* What to work on *
Copy out the lines from the one holding "of the concrete" through the last line, inclusive.

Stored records
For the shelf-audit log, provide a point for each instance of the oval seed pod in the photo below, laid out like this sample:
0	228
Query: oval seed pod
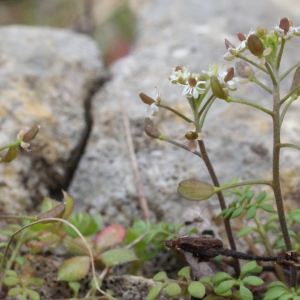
194	189
55	212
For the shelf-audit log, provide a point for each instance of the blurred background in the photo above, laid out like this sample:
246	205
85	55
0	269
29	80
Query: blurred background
110	22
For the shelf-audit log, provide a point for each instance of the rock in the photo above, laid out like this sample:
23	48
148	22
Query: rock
238	137
47	77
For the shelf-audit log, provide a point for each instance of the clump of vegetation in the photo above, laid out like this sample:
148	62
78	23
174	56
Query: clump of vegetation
202	89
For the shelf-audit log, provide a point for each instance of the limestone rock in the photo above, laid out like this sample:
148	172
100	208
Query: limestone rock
238	137
47	77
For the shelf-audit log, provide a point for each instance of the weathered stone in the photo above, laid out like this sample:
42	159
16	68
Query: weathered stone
47	77
238	137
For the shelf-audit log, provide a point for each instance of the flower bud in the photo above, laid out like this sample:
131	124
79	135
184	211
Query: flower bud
150	129
196	190
228	44
284	24
191	135
217	88
243	69
10	155
146	99
296	81
261	32
255	45
229	75
241	36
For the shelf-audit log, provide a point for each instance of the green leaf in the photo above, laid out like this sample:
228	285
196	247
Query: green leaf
237	212
219	277
35	281
84	222
173	289
15	291
11	273
160	276
225	286
33	294
267	207
251	212
185	272
261	196
74	268
248	267
117	256
288	296
275	293
245	293
244	231
196	289
253	280
11	280
154	292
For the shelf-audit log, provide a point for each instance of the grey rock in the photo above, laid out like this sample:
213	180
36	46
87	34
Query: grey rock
172	33
47	77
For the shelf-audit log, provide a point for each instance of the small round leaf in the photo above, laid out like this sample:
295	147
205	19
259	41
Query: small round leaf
196	289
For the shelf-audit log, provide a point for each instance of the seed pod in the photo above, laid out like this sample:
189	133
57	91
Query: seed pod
255	45
217	88
150	129
243	69
296	81
196	190
10	155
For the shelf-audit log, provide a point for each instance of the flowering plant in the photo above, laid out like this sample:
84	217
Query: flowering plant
202	89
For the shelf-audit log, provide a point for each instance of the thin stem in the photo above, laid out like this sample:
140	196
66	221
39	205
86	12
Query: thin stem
15	217
141	195
290	146
270	251
289	70
293	91
276	177
175	112
222	203
293	98
255	80
229	99
251	182
279	55
163	138
204	113
251	62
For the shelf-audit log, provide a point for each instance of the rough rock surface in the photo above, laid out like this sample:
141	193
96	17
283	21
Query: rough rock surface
171	33
47	77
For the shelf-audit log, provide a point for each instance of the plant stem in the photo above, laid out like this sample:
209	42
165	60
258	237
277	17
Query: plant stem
175	112
276	175
251	182
222	203
290	146
270	252
255	80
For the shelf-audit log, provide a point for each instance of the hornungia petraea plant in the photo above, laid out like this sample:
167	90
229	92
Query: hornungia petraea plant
259	53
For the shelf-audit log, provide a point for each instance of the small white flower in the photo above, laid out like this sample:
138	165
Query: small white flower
192	137
233	51
193	87
231	84
179	75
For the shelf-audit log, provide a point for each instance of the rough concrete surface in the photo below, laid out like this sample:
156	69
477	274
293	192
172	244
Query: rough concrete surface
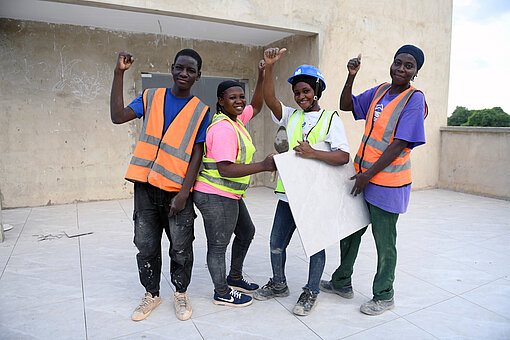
58	144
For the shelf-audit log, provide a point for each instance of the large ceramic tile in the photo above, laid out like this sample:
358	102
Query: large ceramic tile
335	317
431	241
398	329
448	274
184	330
51	272
15	216
115	312
482	259
257	321
458	318
498	244
411	293
63	320
3	263
494	296
37	284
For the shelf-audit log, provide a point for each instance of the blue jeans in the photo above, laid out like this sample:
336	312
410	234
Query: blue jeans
223	217
152	206
281	233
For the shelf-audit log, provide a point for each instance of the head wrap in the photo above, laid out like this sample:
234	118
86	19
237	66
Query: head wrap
415	52
224	85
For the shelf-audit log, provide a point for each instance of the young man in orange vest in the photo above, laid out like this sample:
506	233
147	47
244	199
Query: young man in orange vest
394	117
163	168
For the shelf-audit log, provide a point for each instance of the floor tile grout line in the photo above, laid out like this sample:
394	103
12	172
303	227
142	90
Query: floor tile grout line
463	298
15	243
198	330
430	283
81	275
412	323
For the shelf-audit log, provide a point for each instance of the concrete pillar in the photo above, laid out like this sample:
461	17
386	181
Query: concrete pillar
1	226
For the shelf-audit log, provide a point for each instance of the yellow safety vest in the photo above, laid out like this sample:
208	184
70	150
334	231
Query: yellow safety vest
246	149
316	134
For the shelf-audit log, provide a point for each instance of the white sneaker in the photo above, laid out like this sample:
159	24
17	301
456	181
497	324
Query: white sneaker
145	307
182	306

* Final answer *
For the shelf-audit log, provide a point for each instance of the concrete pillar in the photo above, laid out like this sample:
461	17
386	181
Query: concrete pillar
1	226
For the shelf-audit log, provide a point for each instance of the yellow safety vest in the photo above, laid out like this sample:
208	184
70	150
334	231
Query: yellow safety vest
246	149
316	134
For the shelf-audit log, provide a point for each instance of the white sneaker in the photo above, laid out like this sample:
159	24
17	301
456	181
497	324
Query: white sneaker
145	307
182	306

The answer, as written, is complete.